What the exercise asks = Write out the whole listing exactly.
Data to use below:
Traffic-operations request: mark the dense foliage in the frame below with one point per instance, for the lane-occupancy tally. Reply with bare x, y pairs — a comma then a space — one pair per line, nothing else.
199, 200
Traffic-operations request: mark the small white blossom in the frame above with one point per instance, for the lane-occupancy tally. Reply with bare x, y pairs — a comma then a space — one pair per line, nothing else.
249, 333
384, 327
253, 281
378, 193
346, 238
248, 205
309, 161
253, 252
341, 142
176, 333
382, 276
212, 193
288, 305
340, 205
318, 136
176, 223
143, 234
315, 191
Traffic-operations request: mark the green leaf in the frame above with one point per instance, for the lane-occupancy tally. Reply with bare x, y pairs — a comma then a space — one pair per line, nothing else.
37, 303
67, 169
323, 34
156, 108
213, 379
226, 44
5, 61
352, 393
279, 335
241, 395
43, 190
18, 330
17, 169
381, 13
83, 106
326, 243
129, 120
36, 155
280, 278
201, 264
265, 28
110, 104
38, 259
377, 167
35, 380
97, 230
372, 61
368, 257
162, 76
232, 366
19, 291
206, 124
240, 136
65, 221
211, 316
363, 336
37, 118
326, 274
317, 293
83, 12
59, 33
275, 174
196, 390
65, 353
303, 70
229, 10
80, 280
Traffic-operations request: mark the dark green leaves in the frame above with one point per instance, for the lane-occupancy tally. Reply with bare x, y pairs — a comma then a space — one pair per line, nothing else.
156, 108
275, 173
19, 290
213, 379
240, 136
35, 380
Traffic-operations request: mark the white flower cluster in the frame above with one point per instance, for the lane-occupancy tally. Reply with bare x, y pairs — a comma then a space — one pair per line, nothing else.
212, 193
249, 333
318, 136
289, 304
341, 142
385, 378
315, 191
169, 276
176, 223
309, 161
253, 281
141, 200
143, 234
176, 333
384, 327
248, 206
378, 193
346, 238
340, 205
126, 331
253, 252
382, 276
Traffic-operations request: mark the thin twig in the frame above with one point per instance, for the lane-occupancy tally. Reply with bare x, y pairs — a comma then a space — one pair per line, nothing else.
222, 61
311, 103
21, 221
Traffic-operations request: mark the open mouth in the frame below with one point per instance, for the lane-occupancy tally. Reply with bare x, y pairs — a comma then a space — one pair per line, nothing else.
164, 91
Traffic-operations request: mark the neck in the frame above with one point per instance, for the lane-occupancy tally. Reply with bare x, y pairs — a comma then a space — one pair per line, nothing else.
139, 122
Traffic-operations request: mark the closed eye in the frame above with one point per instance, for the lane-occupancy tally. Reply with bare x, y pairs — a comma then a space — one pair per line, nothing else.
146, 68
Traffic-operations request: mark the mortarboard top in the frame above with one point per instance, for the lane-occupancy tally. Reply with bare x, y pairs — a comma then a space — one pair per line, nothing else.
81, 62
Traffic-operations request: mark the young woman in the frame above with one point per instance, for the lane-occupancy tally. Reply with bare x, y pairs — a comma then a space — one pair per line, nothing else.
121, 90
End of Data to use.
Task result =
Traffic-operations request: mark the dense foliage in the frame below with one point per instance, for the lane-occupancy tally. Reply with bare x, y pairs — a comma then a space — one pair per line, nothing else.
199, 200
Traffic-operations request: mark the small white blossom in the frame above with one point per instance, for the lane-occupancy tally. Reply with bare x, y pairs — a comma then a space — one pair per line, nothing else.
249, 333
384, 327
253, 281
378, 193
346, 238
248, 205
309, 161
253, 252
341, 142
176, 333
382, 276
212, 193
288, 305
340, 205
318, 136
176, 223
143, 234
315, 191
Traffic-operations request: mark the green leaf in the frame above with one point per instance, for the lane-occupancy tally. Reply with bare x, y pairs — a comma then a space — one pair per line, nothing else.
37, 303
67, 169
323, 34
156, 108
213, 379
226, 44
5, 61
352, 393
279, 335
241, 395
43, 190
18, 330
17, 169
381, 13
83, 106
326, 243
129, 120
36, 155
280, 278
201, 264
265, 28
110, 104
38, 259
377, 167
35, 380
97, 230
372, 61
368, 257
162, 76
232, 366
19, 291
206, 124
240, 136
65, 221
211, 316
363, 336
37, 118
326, 274
317, 293
83, 12
59, 33
275, 174
196, 390
65, 353
303, 70
229, 10
80, 280
Traffic-operations request: mark the dark green leaves in the frame above with one point per instance, for the lane-occupancy tally. Reply with bare x, y pairs — a comma then a space — one pair per line, nothing else.
156, 108
275, 173
19, 290
213, 379
240, 136
35, 380
Traffic-operations request: mark the white flower cluster in the frame above with one point per instance, for the lane-occupancy tally. Reply with bare x, y pairs — a comma then a space — one pair per line, nothing else.
212, 193
249, 333
318, 136
289, 304
341, 142
385, 378
315, 191
169, 276
176, 223
309, 161
253, 281
141, 200
143, 234
176, 333
384, 327
248, 206
378, 193
346, 238
340, 205
126, 331
253, 252
382, 276
Traffic-operations request: mark the thin twig in the frame above with one point per instance, for the lane-occupancy tally. Reply with bare x, y pairs — a comma then a space — one pair per line, nothing else.
222, 61
311, 103
21, 221
Traffic-operations request: mark the open mouth in the frame below with one point per instance, for the lane-occupancy tally. Reply with bare x, y pairs — a comma then a space — one pair per line, nothing else.
164, 91
Traffic-operations request: mark the neck in the frame above with one point per instance, for the lane-occupancy tally. Reply with bare x, y pairs — a comma then a space — one pair per line, nothing else.
139, 122
Traffic-operations request: mark the closed eye in the frame above with one point per instance, for the lane-occupancy tally. Reply with bare x, y pairs — a comma then a space — one pair per line, nothing else.
146, 68
Traffic-operations request: mark the mortarboard top in the frame above with one point per instance, for the lane-occupancy tally. Reply with bare x, y pairs — a comma then a space — one pair per line, nothing else.
81, 62
Traffic-operations request: mark the young woman in the frame above with one point per instance, for the lane-occupancy tally. Reply with bare x, y pairs — a comma then a space — one pair per line, nothing else.
121, 90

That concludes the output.